Metinden bölüm ▸

Amerikan Barış Gönüllüleri

İki yüzyılı bulmayan Türk-Amerikan ilişkileri tarihinde, ABD’nin Osmanlı İmparatorluğu’na ve daha sonra da Türkiye Cumhuriyeti’ne yönelik iki büyük “seferberliği” gerçekleştirdiği görülür. Bunlardan birincisi, 1820’lerde başlayan, Türk-Amerikan ilişkilerinin ekonomik, siyasi ve kültürel alanlarda hız ve yoğunluk kazanmasına paralel olarak gelişen ve I. Dünya Savaşı öncesinde en yüksek düzeyine ulaşan Protestan Amerikan misyonerleridir. İkincisi ise, aynen misyonerlik faaliyetinde olduğu gibi, dünyanın tüm geri kalmış ülkelerini kapsayan ve bu arada Türkiye’yi de içine alan, Kennedy yönetiminin başlattığı Amerikan Barış Gönüllüleri hareketidir.

Yapılacak iş ▸
Amerikan Barış Gönüllüleri yazısında "İki yüzyılı bulmayan" sözlerinden başlayıp "Amerikan Barış Gönüllüleri hareketidir." sözlerine kadar olan her şeyi, hiç değiştirmeden çıkarın.

Verilen satırlar ▸

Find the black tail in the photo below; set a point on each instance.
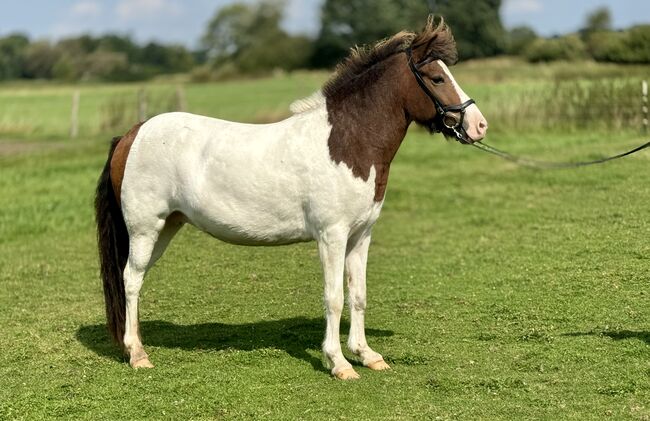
(113, 243)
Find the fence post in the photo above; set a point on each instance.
(74, 116)
(644, 91)
(181, 100)
(142, 105)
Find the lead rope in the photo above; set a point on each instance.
(534, 163)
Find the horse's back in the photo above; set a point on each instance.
(242, 183)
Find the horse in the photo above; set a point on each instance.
(320, 175)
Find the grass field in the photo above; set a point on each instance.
(495, 292)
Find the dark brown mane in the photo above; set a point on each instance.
(435, 40)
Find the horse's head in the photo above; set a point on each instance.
(433, 97)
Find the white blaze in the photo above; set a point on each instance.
(474, 123)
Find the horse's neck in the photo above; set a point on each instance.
(368, 127)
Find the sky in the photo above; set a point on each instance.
(183, 21)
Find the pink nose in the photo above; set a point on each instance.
(482, 127)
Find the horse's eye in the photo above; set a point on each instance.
(438, 80)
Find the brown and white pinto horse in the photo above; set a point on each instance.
(318, 175)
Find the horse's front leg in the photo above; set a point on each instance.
(355, 262)
(331, 247)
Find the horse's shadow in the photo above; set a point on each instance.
(617, 335)
(295, 336)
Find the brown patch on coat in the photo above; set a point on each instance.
(118, 161)
(373, 97)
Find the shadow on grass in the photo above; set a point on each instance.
(295, 336)
(617, 335)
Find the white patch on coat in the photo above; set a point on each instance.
(242, 183)
(313, 101)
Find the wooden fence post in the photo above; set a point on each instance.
(644, 92)
(142, 105)
(74, 116)
(181, 100)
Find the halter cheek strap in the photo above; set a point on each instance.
(441, 110)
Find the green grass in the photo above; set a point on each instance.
(495, 292)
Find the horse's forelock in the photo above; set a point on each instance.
(436, 41)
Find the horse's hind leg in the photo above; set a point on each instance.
(145, 248)
(355, 262)
(141, 246)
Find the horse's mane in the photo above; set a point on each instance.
(436, 38)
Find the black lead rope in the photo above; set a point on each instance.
(534, 163)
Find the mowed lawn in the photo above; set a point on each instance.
(494, 291)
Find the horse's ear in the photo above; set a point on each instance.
(435, 40)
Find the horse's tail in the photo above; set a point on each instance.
(113, 243)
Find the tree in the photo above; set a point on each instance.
(598, 21)
(519, 39)
(346, 23)
(12, 50)
(476, 25)
(249, 39)
(40, 58)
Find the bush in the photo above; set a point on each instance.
(631, 46)
(567, 48)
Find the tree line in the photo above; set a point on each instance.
(248, 39)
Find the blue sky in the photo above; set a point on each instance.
(182, 21)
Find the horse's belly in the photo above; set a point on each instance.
(247, 224)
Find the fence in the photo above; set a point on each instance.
(606, 105)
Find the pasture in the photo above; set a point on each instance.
(494, 291)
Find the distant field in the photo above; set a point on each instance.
(495, 292)
(512, 93)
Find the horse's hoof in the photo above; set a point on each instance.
(347, 374)
(378, 366)
(143, 363)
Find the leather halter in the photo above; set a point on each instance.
(444, 119)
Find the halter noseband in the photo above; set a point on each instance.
(444, 114)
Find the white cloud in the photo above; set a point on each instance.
(523, 6)
(86, 8)
(129, 10)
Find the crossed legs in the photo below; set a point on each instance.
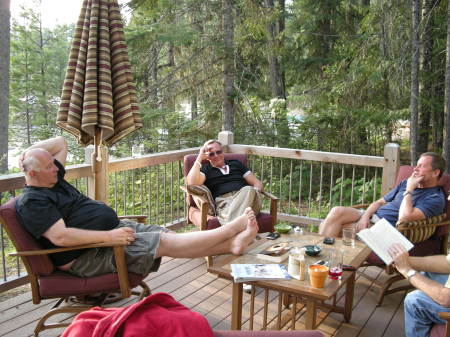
(234, 238)
(338, 218)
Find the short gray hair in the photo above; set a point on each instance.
(212, 141)
(31, 163)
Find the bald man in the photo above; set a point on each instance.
(58, 215)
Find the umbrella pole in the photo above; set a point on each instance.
(99, 161)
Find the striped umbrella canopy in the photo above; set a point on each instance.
(98, 101)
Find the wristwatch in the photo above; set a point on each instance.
(410, 274)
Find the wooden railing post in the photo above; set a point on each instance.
(390, 166)
(98, 182)
(226, 138)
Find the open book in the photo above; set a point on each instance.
(381, 236)
(258, 272)
(277, 252)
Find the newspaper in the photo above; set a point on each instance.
(381, 236)
(258, 272)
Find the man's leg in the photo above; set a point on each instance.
(338, 218)
(234, 204)
(225, 239)
(420, 314)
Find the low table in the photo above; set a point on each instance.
(312, 297)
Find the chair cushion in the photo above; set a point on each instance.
(247, 333)
(438, 330)
(60, 284)
(23, 241)
(202, 191)
(417, 231)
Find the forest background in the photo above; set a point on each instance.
(330, 75)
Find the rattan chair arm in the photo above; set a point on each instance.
(269, 195)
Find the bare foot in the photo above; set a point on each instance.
(245, 237)
(240, 223)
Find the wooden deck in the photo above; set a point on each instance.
(189, 283)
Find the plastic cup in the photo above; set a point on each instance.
(317, 275)
(348, 236)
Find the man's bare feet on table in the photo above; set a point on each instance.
(245, 237)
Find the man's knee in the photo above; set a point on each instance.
(338, 211)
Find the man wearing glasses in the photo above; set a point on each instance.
(233, 186)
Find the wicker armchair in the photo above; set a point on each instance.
(430, 237)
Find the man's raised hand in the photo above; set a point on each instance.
(124, 235)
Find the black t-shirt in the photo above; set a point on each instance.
(220, 183)
(39, 208)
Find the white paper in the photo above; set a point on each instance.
(381, 236)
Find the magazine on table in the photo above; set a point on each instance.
(277, 252)
(381, 236)
(258, 272)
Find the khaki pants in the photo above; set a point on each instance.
(231, 205)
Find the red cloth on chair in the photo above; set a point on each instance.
(158, 315)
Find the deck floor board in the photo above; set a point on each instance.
(188, 281)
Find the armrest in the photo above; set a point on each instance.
(64, 249)
(358, 206)
(138, 217)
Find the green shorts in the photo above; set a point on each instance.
(139, 255)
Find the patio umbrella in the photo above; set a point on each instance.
(98, 101)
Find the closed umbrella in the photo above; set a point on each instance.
(98, 100)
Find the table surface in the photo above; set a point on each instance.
(353, 256)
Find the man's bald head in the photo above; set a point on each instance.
(32, 160)
(39, 168)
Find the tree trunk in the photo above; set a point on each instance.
(414, 101)
(228, 67)
(194, 107)
(425, 85)
(447, 96)
(5, 15)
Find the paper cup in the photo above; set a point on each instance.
(317, 275)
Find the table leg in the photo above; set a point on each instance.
(349, 294)
(311, 314)
(236, 307)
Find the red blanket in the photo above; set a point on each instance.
(158, 315)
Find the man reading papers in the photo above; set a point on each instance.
(415, 198)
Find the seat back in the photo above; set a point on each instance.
(23, 241)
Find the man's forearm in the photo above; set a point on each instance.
(373, 207)
(436, 291)
(74, 237)
(432, 264)
(194, 176)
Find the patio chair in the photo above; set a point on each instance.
(203, 216)
(48, 282)
(441, 330)
(429, 236)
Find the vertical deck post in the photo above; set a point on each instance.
(98, 182)
(226, 138)
(390, 167)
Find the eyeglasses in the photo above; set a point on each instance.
(213, 154)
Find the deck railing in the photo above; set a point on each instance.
(308, 184)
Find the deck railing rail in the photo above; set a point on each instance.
(308, 184)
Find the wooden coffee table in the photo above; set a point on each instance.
(312, 298)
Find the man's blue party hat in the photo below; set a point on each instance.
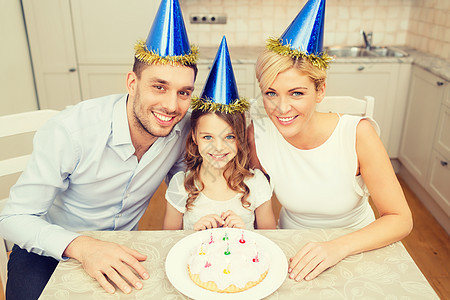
(220, 91)
(304, 36)
(167, 41)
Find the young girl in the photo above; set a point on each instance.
(218, 189)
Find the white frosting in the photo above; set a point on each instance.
(245, 261)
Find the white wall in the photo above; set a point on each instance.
(16, 76)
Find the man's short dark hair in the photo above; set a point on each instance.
(139, 66)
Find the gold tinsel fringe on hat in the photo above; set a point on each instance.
(150, 57)
(321, 61)
(241, 105)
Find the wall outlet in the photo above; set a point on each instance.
(208, 18)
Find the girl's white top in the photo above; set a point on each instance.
(260, 192)
(317, 188)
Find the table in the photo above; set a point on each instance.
(386, 273)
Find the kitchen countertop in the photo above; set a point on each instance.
(248, 55)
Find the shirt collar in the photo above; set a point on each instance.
(120, 127)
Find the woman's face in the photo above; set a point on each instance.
(216, 141)
(290, 102)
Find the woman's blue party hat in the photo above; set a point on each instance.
(304, 36)
(167, 41)
(220, 91)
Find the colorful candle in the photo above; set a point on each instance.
(227, 252)
(242, 241)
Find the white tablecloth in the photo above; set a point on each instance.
(386, 273)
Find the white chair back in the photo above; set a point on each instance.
(16, 145)
(347, 105)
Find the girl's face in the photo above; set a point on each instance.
(216, 141)
(290, 102)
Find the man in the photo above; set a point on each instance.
(96, 165)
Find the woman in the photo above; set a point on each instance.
(323, 165)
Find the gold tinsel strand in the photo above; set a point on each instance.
(150, 57)
(321, 61)
(241, 105)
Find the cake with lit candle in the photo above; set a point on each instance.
(227, 262)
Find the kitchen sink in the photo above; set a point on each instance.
(359, 51)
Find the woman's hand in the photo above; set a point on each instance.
(208, 222)
(313, 259)
(106, 261)
(232, 220)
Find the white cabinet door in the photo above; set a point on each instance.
(378, 80)
(106, 30)
(98, 81)
(420, 123)
(49, 28)
(439, 182)
(442, 143)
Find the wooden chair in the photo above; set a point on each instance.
(347, 105)
(16, 145)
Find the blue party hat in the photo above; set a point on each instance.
(167, 41)
(304, 36)
(220, 91)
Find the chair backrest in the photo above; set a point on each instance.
(16, 145)
(347, 105)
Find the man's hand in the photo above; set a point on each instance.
(208, 222)
(232, 220)
(105, 260)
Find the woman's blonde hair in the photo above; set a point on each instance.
(235, 171)
(270, 64)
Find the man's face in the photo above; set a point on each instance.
(161, 97)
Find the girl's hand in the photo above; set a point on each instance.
(313, 259)
(232, 220)
(208, 222)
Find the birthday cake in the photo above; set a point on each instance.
(227, 262)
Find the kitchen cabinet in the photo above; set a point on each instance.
(386, 82)
(50, 37)
(80, 49)
(425, 146)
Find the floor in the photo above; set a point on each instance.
(428, 243)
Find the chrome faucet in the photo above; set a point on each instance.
(367, 39)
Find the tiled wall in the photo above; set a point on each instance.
(423, 24)
(429, 27)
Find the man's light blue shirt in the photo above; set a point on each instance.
(83, 175)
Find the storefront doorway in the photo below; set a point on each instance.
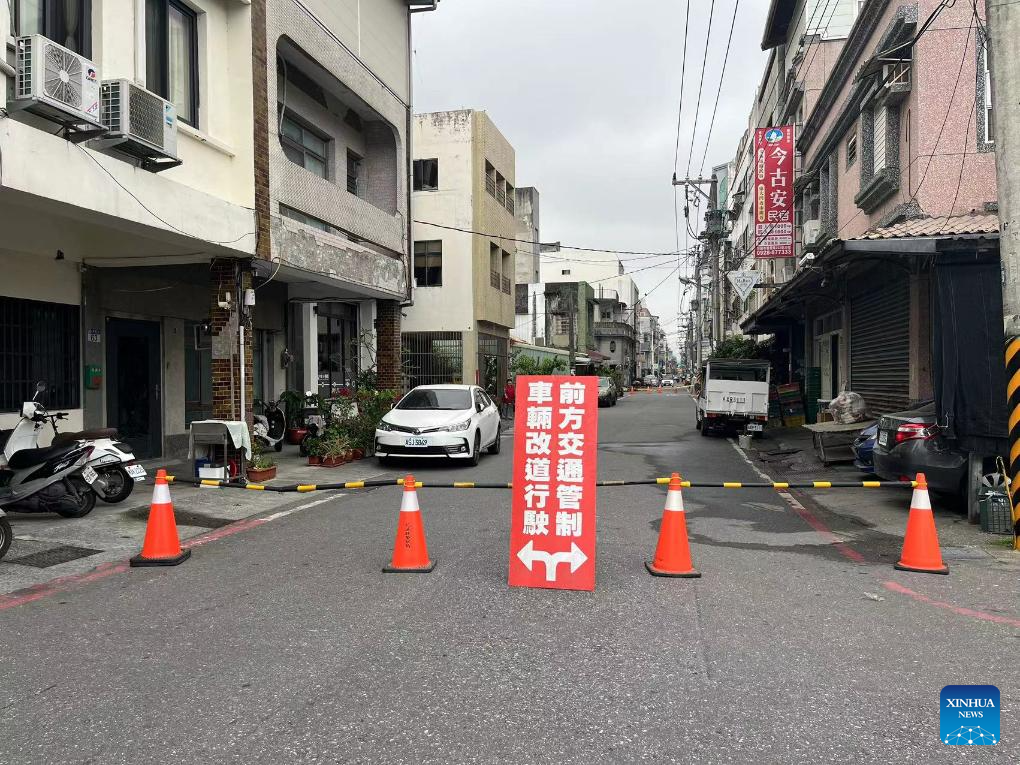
(133, 386)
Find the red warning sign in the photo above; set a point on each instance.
(556, 439)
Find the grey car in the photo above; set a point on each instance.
(911, 443)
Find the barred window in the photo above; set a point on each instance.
(39, 342)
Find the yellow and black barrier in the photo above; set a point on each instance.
(305, 488)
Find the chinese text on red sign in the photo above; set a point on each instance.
(774, 192)
(552, 534)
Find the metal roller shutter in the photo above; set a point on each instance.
(879, 347)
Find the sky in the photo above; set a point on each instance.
(588, 93)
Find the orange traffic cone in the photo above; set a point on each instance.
(161, 546)
(920, 545)
(410, 555)
(672, 555)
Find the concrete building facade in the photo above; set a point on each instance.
(146, 275)
(458, 329)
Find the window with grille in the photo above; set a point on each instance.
(301, 217)
(432, 358)
(303, 146)
(355, 173)
(426, 174)
(428, 263)
(39, 342)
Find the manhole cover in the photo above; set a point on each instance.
(54, 556)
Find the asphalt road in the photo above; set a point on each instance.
(285, 643)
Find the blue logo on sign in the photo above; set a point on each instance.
(969, 715)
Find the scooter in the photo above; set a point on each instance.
(112, 460)
(52, 479)
(6, 536)
(269, 426)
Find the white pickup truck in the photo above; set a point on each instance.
(733, 396)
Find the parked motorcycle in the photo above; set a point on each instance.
(52, 479)
(269, 427)
(112, 460)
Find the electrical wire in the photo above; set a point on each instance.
(718, 92)
(683, 69)
(694, 132)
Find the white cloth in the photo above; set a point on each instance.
(238, 430)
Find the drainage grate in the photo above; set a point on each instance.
(54, 556)
(184, 518)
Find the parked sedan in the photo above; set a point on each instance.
(454, 421)
(864, 448)
(911, 442)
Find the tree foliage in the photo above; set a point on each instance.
(742, 347)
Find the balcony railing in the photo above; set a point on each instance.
(614, 328)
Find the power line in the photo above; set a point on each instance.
(683, 69)
(725, 58)
(694, 133)
(557, 244)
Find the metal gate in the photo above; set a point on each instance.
(879, 346)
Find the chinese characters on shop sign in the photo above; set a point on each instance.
(774, 192)
(552, 534)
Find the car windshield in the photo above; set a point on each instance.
(436, 398)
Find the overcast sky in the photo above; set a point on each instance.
(587, 92)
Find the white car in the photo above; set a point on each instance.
(454, 421)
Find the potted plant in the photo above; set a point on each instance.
(262, 467)
(334, 446)
(314, 455)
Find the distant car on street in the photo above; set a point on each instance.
(453, 421)
(607, 392)
(911, 442)
(864, 447)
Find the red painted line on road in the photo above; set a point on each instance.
(897, 588)
(62, 583)
(823, 530)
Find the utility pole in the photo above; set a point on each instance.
(1004, 31)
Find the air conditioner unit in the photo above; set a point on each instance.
(811, 228)
(55, 83)
(141, 124)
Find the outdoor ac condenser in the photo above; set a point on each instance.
(55, 83)
(141, 124)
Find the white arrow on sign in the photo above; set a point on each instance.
(528, 555)
(744, 282)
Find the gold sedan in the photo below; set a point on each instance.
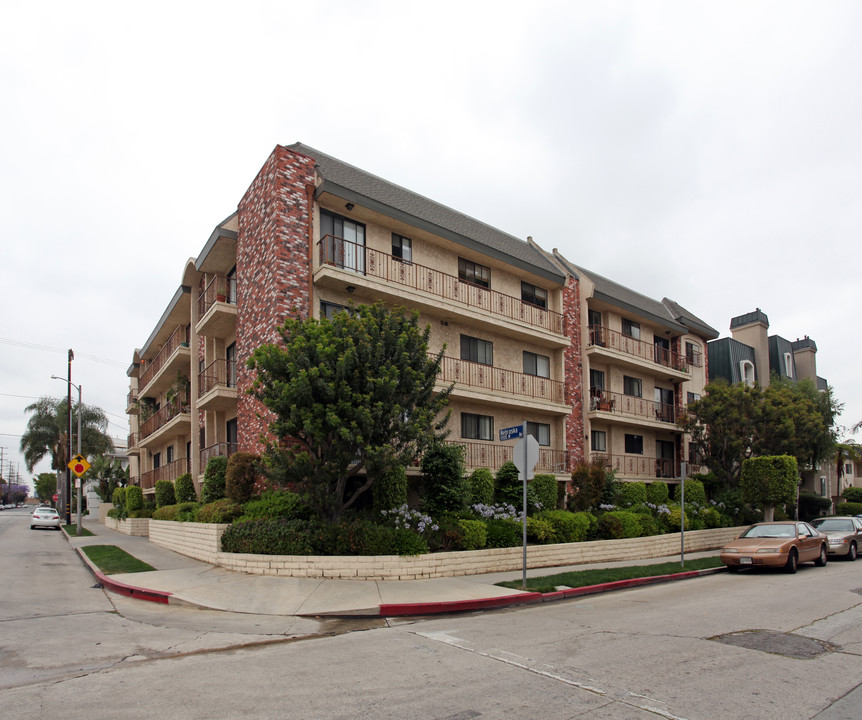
(784, 543)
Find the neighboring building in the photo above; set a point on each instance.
(643, 361)
(313, 234)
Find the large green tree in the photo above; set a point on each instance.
(46, 434)
(733, 422)
(352, 397)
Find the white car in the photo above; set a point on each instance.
(45, 517)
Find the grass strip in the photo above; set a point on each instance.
(72, 530)
(112, 560)
(597, 576)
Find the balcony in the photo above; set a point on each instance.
(636, 353)
(217, 386)
(492, 456)
(365, 262)
(217, 307)
(174, 415)
(217, 450)
(630, 407)
(171, 472)
(476, 375)
(162, 369)
(640, 466)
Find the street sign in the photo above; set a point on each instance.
(512, 432)
(79, 465)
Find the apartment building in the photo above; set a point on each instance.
(643, 361)
(312, 235)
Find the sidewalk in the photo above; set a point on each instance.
(182, 580)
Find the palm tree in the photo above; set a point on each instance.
(47, 432)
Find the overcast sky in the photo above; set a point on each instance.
(706, 152)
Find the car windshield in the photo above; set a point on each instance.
(770, 531)
(834, 525)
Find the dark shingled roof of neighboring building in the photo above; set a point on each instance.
(363, 188)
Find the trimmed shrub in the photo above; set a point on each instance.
(214, 479)
(658, 493)
(619, 524)
(183, 512)
(274, 504)
(545, 488)
(482, 486)
(218, 511)
(390, 489)
(118, 497)
(184, 488)
(134, 499)
(446, 488)
(503, 533)
(848, 509)
(241, 476)
(475, 534)
(568, 526)
(633, 493)
(694, 492)
(165, 493)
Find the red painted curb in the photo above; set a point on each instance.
(434, 608)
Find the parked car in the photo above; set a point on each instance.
(45, 517)
(844, 532)
(784, 543)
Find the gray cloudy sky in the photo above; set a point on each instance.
(707, 152)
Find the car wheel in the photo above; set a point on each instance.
(821, 561)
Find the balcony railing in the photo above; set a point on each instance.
(219, 373)
(639, 465)
(606, 401)
(601, 336)
(219, 449)
(491, 455)
(171, 472)
(164, 415)
(219, 289)
(365, 261)
(179, 337)
(473, 374)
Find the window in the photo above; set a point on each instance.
(632, 386)
(476, 427)
(329, 310)
(539, 365)
(342, 242)
(540, 431)
(402, 247)
(635, 444)
(534, 295)
(477, 350)
(471, 272)
(598, 440)
(746, 371)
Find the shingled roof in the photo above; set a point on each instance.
(363, 188)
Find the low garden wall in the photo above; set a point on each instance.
(203, 542)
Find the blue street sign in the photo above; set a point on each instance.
(512, 432)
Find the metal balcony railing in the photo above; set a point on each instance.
(473, 374)
(179, 337)
(600, 336)
(365, 261)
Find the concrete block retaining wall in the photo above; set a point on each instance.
(203, 542)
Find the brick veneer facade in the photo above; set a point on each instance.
(273, 270)
(573, 372)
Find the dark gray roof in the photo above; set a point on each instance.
(757, 316)
(363, 188)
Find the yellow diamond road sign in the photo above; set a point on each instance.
(79, 465)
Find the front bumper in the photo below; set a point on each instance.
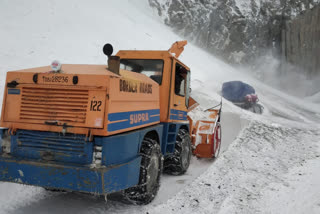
(71, 177)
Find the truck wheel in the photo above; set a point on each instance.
(150, 172)
(217, 141)
(178, 163)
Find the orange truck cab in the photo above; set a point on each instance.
(98, 129)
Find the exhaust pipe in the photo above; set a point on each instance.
(113, 61)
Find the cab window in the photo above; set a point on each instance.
(152, 68)
(180, 80)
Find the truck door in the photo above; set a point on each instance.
(179, 92)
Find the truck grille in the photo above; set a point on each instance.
(50, 146)
(48, 104)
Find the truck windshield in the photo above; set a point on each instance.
(152, 68)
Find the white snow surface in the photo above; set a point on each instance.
(269, 163)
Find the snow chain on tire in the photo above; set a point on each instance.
(178, 163)
(150, 172)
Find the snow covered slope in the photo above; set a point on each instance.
(260, 165)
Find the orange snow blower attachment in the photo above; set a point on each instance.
(206, 135)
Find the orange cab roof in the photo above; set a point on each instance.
(73, 69)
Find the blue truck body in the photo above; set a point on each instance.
(57, 161)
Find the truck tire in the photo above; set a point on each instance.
(150, 172)
(217, 141)
(178, 163)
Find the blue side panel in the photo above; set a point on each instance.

Görevin çözümü ▸
İki yüzyılı bulmayan Türk-Amerikan ilişkileri tarihinde, ABD’nin Osmanlı İmparatorluğu’na ve daha sonra da Türkiye Cumhuriyeti’ne yönelik iki büyük “seferberliği” gerçekleştirdiği görülür. Bunlardan birincisi, 1820’lerde başlayan, Türk-Amerikan ilişkilerinin ekonomik, siyasi ve kültürel alanlarda hız ve yoğunluk kazanmasına paralel olarak gelişen ve I. Dünya Savaşı öncesinde en yüksek düzeyine ulaşan Protestan Amerikan misyonerleridir. İkincisi ise, aynen misyonerlik faaliyetinde olduğu gibi, dünyanın tüm geri kalmış ülkelerini kapsayan ve bu arada Türkiye’yi de içine alan, Kennedy yönetiminin başlattığı Amerikan Barış Gönüllüleri hareketidir.